# [EXCERTO DO DOCUMENTO]
A mesma conclusão se extrai em relação ao segundo pedido de assistência, ou seja, de que o Reclamante tinha conhecimento que existiam processos de execução fiscal a correr termos contra ele em Portugal, tanto que os documentos respeitantes a este segundo pedido de assistência foram juntos a estes autos pelo Reclamante (cfr. alínea I) do probatório).
Contudo, ainda que se verifique que o Reclamante tinha conhecimento da existência dos processos de execução fiscal, perscrutados os factos - designadamente o próprio documento junto pelo Reclamante respeitante ao pedido de assistência com a referência PT_AM161520_20200903_UIPE_1 (cfr. alínea I) do probatório) – não se consegue aferir se as formalidades a que obedecem as citações previstas no artigo 190.º, n.º 2 do CPPT, que consubstanciam a indicação dos direitos do executado, designadamente, os de defesa, foram comunicadas.
Ora, de acordo com o artigo 191.º, n.º 1 do Código de Processo Civil (CPC), aplicável ex vi alínea e), do artigo 2.º do CPPT, “(…) é nula a citação quando não hajam sido, na sua realização, observadas as formalidades prescritas na lei.”, definindo o n.º 4 deste mesmo artigo que “[a] arguição só é atendida se a falta cometida puder prejudicar a defesa do citado.”
Como defendido pela Doutrina que se acompanha e adere (in SOUSA, Jorge Lopes de, Código de Procedimento e de Processo Tributário Anotado e Comentado, Vol. III, 6.ª Ed., Áreas Editora, 2011, páginas 138 e 139): “[c]omo “defesa” do executado, para este efeito, não se poderá considerar apenas a possibilidade de dedução de oposição, mas sim o uso de todas as faculdades que a lei atribui ao executado no processo executivo, como a possibilidade de requerer o pagamento em prestações ou de requerer a dação em pagamento, direitos que, significativamente, podem ser exercidos precisamente no prazo de oposição (arts. 189.º, n.ºs 1 a 3, 196.º, n.º 1, e 201.º, n.º 1, do CPPT).
Trata-se, em qualquer dos casos, de possibilidades atribuídas ao executado para lhe facilitar o pagamento da dívida que, por este motivo, cabem perfeitamente num conceito lato de “defesa”, já que em qualquer deles se levantam obstáculos ao prosseguimento normal da execução.
De resto, não se compreenderia que, atribuindo a lei estas faculdades de requerer pagamento em prestações ou dação em pagamento, e traduzindo-se elas em direitos importantes para o executado, não houvesse qualquer sanção processual para a sua supressão derivada de omissão indevida da administração tributária.”

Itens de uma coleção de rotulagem
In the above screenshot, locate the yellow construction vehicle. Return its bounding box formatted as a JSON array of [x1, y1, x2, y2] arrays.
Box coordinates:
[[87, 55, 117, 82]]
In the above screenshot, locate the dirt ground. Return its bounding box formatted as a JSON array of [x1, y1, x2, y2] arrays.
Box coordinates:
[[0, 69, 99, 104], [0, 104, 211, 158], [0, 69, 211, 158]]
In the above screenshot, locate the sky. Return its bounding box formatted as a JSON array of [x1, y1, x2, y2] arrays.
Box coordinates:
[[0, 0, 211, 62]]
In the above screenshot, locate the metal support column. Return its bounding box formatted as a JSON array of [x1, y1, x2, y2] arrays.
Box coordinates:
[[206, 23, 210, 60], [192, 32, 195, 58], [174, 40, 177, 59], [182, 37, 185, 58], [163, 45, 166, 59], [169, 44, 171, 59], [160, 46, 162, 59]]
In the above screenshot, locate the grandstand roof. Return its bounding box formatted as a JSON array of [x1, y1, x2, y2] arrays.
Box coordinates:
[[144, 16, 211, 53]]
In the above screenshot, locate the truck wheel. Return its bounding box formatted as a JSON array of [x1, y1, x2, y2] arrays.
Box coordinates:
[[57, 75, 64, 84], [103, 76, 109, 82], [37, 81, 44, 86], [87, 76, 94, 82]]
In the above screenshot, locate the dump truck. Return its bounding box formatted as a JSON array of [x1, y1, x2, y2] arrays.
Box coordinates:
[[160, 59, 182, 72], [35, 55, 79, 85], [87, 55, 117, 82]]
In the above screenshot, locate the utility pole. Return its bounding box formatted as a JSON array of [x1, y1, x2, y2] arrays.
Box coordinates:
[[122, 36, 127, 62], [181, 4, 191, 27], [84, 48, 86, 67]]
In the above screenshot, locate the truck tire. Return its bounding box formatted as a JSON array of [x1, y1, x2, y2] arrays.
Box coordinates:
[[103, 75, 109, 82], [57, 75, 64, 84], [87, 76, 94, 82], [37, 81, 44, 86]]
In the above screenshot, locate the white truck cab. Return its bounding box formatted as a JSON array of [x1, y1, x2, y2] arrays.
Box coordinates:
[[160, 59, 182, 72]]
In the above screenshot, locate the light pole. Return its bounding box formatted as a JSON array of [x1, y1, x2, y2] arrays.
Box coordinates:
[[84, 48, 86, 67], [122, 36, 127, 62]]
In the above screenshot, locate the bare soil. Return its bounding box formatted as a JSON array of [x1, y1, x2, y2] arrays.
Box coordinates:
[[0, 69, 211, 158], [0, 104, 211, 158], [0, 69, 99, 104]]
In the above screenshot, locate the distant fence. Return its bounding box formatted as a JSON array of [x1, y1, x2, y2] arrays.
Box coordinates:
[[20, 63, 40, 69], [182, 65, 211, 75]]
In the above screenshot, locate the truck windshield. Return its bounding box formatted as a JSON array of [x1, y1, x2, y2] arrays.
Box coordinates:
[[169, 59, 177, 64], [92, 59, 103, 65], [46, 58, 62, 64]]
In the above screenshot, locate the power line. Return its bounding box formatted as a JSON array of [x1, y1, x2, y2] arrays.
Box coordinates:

# [EXERCÍCIOS]
A: Coloque numa tabela Markdown, com as colunas "n.º" e "Linha", as linhas das entradas desde a linha com "In the above screenshot, locate the distant" até ao fim das entradas, ambas incluídas. Numere as linhas e deixe de fora as linhas em branco.
B: Continue, por favor, o texto sobre a citação nos processos de execução fiscal a partir do ponto em que termina.

# [RESULTADOS]
A:
| n.º | Linha |
|---|---|
| 1 | In the above screenshot, locate the distant fence. Return its bounding box formatted as a JSON array of [x1, y1, x2, y2] arrays. |
| 2 | Box coordinates: |
| 3 | [[20, 63, 40, 69], [182, 65, 211, 75]] |
| 4 | In the above screenshot, locate the truck windshield. Return its bounding box formatted as a JSON array of [x1, y1, x2, y2] arrays. |
| 5 | Box coordinates: |
| 6 | [[169, 59, 177, 64], [92, 59, 103, 65], [46, 58, 62, 64]] |
| 7 | In the above screenshot, locate the power line. Return its bounding box formatted as a JSON array of [x1, y1, x2, y2] arrays. |
| 8 | Box coordinates: |

B:
Entende-se que esta falta de comunicação dos direitos ao Reclamante prejudica a sua defesa, bastando a mera possibilidade deste prejuízo e não a demonstração do efetivo prejuízo, o que não é de afastar neste caso, uma vez que não é possível verificar nestes autos se as formalidades aludidas foram comunicadas ao executado e, como consequência desta omissão, o Reclamante não foi coartado no exercício dos direitos que lhe deviam ter sido comunicados, elencados no artigo 190.º, n.º 2, tanto que não resulta dos autos o exercício de nenhum deles, inclusivamente a prerrogativa de se opor às execuções fiscais.
Face ao exposto, conclui-se pela nulidade da citação nos processos de execução fiscal números 3085201481160283, 3085201501434527, 3085201501632159, 3085201501846191, 3085201601249657, 3085201601513923, 3085201601827308, 3085201701459783, 3085201701707663, 3085201701990560, 3085201701850814, 3085201801011804, 3085201801672800 e 3085201901216716, nos termos do artigo 191.º, n.º 1 do CPC, por não terem sido observadas as formalidades prescritas no artigo 190.º, n.º 2 do CPPT, tendo por efeito a anulação dos termos subsequentes dos processos de execução fiscal que deles dependam absolutamente, de acordo com o estatuído no artigo 165.º, n.º 2, o que se determinará no dispositivo em relação aos processos de execução fiscal cujas dívidas exequendas não estiverem prescritas.”.

Discorda a Recorrente de tal entendimento defendendo que a citação cumpriu na íntegra o disposto no art. 190º do CPPT, remetendo para o documento de fls. 412 do SITAF e alegando que, após consulta do pedido de cobrança de créditos ao Reino Unido (proc. AM 51018) no âmbito do mecanismo de assistência mútua na recuperação de créditos entre Estados membros da União Europeia, foi possível constatar que foram garantidos na íntegra os direitos do reclamante (indicação do prazo para apresentação de impugnação e caso pretenda contestar a peça deve ser redigida em língua portuguesa), não tendo, em momento algum sido lesado o direito de informação ao reclamante - cfr. conclusões F) a K) das alegações.

Apreciando.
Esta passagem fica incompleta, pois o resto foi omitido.